----- MATERIAL TO PROCESS

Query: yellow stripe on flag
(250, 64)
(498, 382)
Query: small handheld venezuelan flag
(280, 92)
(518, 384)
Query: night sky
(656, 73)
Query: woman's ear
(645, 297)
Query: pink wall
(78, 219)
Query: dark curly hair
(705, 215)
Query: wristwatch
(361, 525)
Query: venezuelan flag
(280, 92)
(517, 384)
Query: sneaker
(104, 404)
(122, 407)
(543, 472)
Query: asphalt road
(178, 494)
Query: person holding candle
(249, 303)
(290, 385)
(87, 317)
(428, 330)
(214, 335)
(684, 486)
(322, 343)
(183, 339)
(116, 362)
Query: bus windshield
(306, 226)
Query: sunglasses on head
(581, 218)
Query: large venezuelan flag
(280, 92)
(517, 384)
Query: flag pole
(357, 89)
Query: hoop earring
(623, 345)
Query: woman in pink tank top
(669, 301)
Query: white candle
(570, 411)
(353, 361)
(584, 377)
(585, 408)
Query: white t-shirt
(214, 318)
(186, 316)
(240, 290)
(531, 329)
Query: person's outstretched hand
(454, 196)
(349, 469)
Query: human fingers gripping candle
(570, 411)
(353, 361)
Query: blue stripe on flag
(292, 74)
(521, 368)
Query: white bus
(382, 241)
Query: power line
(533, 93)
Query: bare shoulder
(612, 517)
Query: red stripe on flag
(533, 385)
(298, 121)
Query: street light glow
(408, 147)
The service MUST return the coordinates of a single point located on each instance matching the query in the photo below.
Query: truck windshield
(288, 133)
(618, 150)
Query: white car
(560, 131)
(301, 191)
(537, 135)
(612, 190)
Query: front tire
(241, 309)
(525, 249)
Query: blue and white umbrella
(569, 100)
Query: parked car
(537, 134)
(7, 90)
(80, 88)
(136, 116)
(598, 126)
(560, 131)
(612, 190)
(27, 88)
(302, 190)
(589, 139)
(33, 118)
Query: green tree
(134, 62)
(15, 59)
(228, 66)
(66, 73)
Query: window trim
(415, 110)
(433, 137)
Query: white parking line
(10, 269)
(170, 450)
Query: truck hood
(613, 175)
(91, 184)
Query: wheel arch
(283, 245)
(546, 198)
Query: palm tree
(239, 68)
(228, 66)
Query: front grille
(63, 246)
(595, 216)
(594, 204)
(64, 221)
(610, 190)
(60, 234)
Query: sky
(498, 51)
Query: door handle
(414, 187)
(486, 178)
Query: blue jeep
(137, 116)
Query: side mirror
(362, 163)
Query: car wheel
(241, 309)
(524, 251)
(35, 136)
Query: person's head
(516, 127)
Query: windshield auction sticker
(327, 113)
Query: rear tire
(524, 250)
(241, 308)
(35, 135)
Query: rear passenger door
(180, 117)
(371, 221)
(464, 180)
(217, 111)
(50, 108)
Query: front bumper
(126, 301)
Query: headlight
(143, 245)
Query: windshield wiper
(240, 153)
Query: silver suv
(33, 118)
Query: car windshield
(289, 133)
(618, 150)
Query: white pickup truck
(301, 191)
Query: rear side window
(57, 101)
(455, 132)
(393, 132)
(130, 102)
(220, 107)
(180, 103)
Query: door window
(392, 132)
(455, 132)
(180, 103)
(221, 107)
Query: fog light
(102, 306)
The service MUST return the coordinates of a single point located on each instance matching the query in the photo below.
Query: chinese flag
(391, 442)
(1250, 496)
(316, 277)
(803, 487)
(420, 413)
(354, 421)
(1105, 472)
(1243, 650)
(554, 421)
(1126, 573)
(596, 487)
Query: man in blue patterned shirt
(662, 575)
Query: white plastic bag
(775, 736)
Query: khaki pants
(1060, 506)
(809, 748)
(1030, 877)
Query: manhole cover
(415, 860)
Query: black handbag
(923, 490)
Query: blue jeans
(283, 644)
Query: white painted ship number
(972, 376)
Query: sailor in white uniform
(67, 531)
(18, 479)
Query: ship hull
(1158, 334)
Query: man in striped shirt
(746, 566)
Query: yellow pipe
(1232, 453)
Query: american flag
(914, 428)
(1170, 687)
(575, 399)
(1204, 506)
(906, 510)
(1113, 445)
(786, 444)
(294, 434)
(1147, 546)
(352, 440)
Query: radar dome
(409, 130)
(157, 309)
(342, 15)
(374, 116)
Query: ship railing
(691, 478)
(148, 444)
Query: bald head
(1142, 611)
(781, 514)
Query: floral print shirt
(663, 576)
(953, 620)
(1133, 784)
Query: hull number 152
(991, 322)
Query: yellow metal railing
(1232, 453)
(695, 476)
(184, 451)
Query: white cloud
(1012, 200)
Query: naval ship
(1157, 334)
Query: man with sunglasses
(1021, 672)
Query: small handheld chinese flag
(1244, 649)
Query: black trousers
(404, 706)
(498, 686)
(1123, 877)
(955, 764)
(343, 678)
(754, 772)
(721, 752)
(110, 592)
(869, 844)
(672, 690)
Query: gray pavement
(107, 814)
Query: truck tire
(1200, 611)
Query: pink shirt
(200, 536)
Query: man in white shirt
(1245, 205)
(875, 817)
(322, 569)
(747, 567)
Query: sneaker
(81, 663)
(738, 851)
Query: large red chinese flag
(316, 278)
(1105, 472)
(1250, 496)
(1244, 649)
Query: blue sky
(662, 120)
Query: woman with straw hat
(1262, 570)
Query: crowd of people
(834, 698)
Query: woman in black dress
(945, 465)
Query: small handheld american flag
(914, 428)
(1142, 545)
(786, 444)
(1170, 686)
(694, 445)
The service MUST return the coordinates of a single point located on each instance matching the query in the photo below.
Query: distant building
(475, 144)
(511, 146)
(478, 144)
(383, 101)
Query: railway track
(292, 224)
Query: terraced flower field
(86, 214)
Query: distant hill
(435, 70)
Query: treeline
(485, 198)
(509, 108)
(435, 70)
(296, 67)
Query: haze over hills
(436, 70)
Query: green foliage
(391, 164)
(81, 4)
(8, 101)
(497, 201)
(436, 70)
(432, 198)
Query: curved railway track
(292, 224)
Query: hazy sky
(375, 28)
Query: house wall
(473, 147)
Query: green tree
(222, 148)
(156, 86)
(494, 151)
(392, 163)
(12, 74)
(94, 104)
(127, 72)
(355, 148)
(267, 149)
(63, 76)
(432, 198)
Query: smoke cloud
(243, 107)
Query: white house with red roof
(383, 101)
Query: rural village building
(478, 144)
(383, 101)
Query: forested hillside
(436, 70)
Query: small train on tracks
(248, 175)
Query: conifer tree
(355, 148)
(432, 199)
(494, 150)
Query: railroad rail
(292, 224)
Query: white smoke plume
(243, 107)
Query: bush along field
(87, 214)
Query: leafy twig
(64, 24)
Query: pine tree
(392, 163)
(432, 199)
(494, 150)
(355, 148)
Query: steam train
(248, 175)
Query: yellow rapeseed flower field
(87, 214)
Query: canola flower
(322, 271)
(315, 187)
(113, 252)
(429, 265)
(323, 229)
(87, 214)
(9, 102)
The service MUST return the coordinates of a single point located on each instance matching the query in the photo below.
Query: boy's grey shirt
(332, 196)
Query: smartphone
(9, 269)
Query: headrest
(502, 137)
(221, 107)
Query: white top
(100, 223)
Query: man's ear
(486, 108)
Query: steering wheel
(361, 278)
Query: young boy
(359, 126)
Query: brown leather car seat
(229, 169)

----------

- PROBLEM -
Reproduce the data exactly. All of it is needed.

- ANSWER SECTION -
Query: yellow stripe on flag
(250, 64)
(498, 382)
Query: small handheld venezuelan flag
(280, 92)
(518, 384)
Query: night sky
(656, 73)
Query: woman's ear
(645, 297)
Query: pink wall
(78, 219)
Query: dark curly hair
(705, 215)
Query: wristwatch
(361, 525)
Query: venezuelan flag
(280, 92)
(517, 384)
Query: sneaker
(104, 404)
(122, 407)
(543, 472)
Query: asphalt road
(178, 494)
Query: person holding candle
(249, 303)
(290, 385)
(87, 317)
(428, 330)
(214, 335)
(684, 486)
(322, 343)
(183, 339)
(116, 362)
Query: bus windshield
(306, 226)
Query: sunglasses on head
(581, 218)
Query: large venezuelan flag
(280, 92)
(517, 384)
Query: flag pole
(357, 89)
Query: hoop earring
(623, 345)
Query: woman in pink tank top
(669, 301)
Query: white candle
(570, 411)
(353, 361)
(584, 377)
(585, 408)
Query: white t-shirt
(214, 318)
(186, 316)
(240, 290)
(531, 329)
Query: person's outstretched hand
(454, 196)
(349, 469)
Query: human fingers gripping candle
(570, 411)
(353, 361)
Query: blue stripe on flag
(292, 74)
(521, 368)
Query: white bus
(382, 241)
Query: power line
(533, 93)
Query: bare shoulder
(612, 517)
Query: red stripe on flag
(533, 385)
(298, 121)
Query: street light glow
(408, 147)
The service MUST return the coordinates of a single point located on each instance matching the query in the photo below.
Query: truck windshield
(288, 133)
(618, 150)
Query: white car
(560, 131)
(301, 191)
(537, 135)
(612, 190)
Query: front tire
(241, 309)
(525, 249)
Query: blue and white umbrella
(569, 100)
Query: parked car
(537, 134)
(7, 90)
(80, 88)
(136, 116)
(598, 126)
(560, 131)
(612, 190)
(27, 88)
(302, 190)
(589, 139)
(33, 118)
Query: green tree
(134, 62)
(15, 59)
(228, 66)
(66, 73)
Query: window trim
(415, 110)
(433, 137)
Query: white parking line
(10, 269)
(170, 450)
Query: truck hood
(613, 175)
(91, 184)
Query: wheel arch
(283, 245)
(546, 198)
Query: palm tree
(239, 68)
(228, 66)
Query: front grille
(63, 246)
(595, 216)
(594, 204)
(64, 221)
(610, 190)
(60, 234)
Query: sky
(498, 51)
Query: door handle
(414, 187)
(486, 178)
Query: blue jeep
(137, 116)
Query: side mirror
(362, 163)
Query: car wheel
(241, 309)
(524, 251)
(35, 136)
Query: person's head
(516, 127)
Query: windshield auction sticker
(327, 113)
Query: rear tire
(524, 250)
(241, 308)
(35, 135)
Query: rear passenger door
(180, 117)
(371, 221)
(464, 180)
(217, 111)
(50, 108)
Query: front bumper
(126, 301)
Query: headlight
(143, 245)
Query: windshield wiper
(240, 153)
Query: silver suv
(33, 118)
Query: car windshield
(289, 133)
(618, 150)
Query: white pickup truck
(301, 191)
Query: rear side window
(57, 101)
(455, 132)
(393, 132)
(130, 102)
(220, 107)
(180, 103)
Query: door window
(392, 132)
(455, 132)
(180, 103)
(221, 107)
Query: fog light
(102, 306)
The service MUST return the coordinates of a single point located on each instance matching the query in the photo below.
Query: chinese flag
(391, 442)
(1250, 496)
(316, 277)
(803, 487)
(420, 413)
(354, 421)
(1105, 472)
(1243, 650)
(554, 421)
(1126, 573)
(596, 487)
Query: man in blue patterned shirt
(662, 575)
Query: white plastic bag
(775, 736)
Query: khaki pants
(1060, 506)
(809, 748)
(1030, 877)
Query: manhole cover
(415, 860)
Query: black handbag
(923, 490)
Query: blue jeans
(283, 644)
Query: white painted ship number
(972, 376)
Query: sailor in white uniform
(67, 531)
(18, 479)
Query: ship hull
(1158, 334)
Query: man in striped shirt
(746, 566)
Query: yellow pipe
(1232, 453)
Query: american flag
(914, 428)
(1170, 687)
(575, 399)
(1204, 506)
(906, 510)
(1113, 445)
(786, 444)
(294, 434)
(1147, 546)
(352, 440)
Query: radar dome
(409, 130)
(157, 309)
(342, 15)
(374, 116)
Query: ship railing
(691, 478)
(148, 444)
Query: bald head
(1142, 611)
(781, 514)
Query: floral print shirt
(663, 576)
(953, 620)
(1133, 784)
Query: hull number 152
(991, 322)
Query: yellow metal railing
(1232, 453)
(695, 476)
(184, 451)
Query: white cloud
(1012, 200)
Query: naval ship
(1157, 334)
Query: man with sunglasses
(1021, 672)
Query: small handheld chinese flag
(1244, 649)
Query: black trousers
(404, 706)
(498, 686)
(1123, 877)
(955, 764)
(343, 678)
(754, 772)
(721, 752)
(110, 592)
(869, 844)
(672, 690)
Query: gray pavement
(107, 814)
Query: truck tire
(1200, 611)
Query: pink shirt
(200, 536)
Query: man in white shirt
(1245, 205)
(875, 817)
(322, 569)
(747, 567)
Query: sneaker
(81, 663)
(738, 851)
Query: large red chinese flag
(316, 278)
(1105, 472)
(1250, 496)
(1244, 649)
Query: blue sky
(662, 120)
Query: woman with straw hat
(1262, 570)
Query: crowd of people
(834, 698)
Query: woman in black dress
(945, 465)
Query: small handheld american flag
(914, 428)
(1142, 545)
(786, 444)
(1170, 686)
(694, 445)
The service MUST return the coordinates of a single point located on each instance matching the query in the photo below.
Query: distant building
(475, 144)
(511, 146)
(478, 144)
(383, 101)
Query: railway track
(292, 224)
Query: terraced flower field
(86, 214)
Query: distant hill
(435, 70)
Query: treeline
(485, 198)
(509, 108)
(435, 70)
(296, 67)
Query: haze over hills
(436, 70)
Query: green foliage
(391, 164)
(81, 4)
(8, 101)
(497, 201)
(436, 70)
(432, 198)
Query: curved railway track
(292, 224)
Query: hazy sky
(375, 28)
Query: house wall
(473, 147)
Query: green tree
(222, 148)
(156, 86)
(494, 151)
(392, 163)
(12, 74)
(94, 104)
(127, 72)
(355, 148)
(267, 149)
(63, 76)
(432, 198)
Query: smoke cloud
(243, 107)
Query: white house with red roof
(383, 101)
Query: rural village building
(478, 144)
(383, 101)
Query: forested hillside
(436, 70)
Query: small train on tracks
(248, 175)
Query: conifer tree
(355, 148)
(432, 199)
(494, 150)
Query: railroad rail
(292, 224)
Query: white smoke plume
(243, 107)
Query: bush along field
(87, 214)
Query: leafy twig
(64, 24)
Query: pine tree
(392, 163)
(432, 199)
(494, 150)
(355, 148)
Query: steam train
(248, 175)
Query: yellow rapeseed flower field
(87, 214)
Query: canola flower
(322, 271)
(315, 187)
(113, 252)
(429, 265)
(323, 229)
(87, 214)
(9, 102)
The service MUST return the coordinates of a single point located on each instance matching the query in the photo below.
Query: boy's grey shirt
(332, 196)
Query: smartphone
(9, 269)
Query: headrest
(502, 137)
(221, 107)
Query: white top
(100, 223)
Query: man's ear
(486, 108)
Query: steering wheel
(361, 278)
Query: young boy
(359, 126)
Query: brown leather car seat
(229, 169)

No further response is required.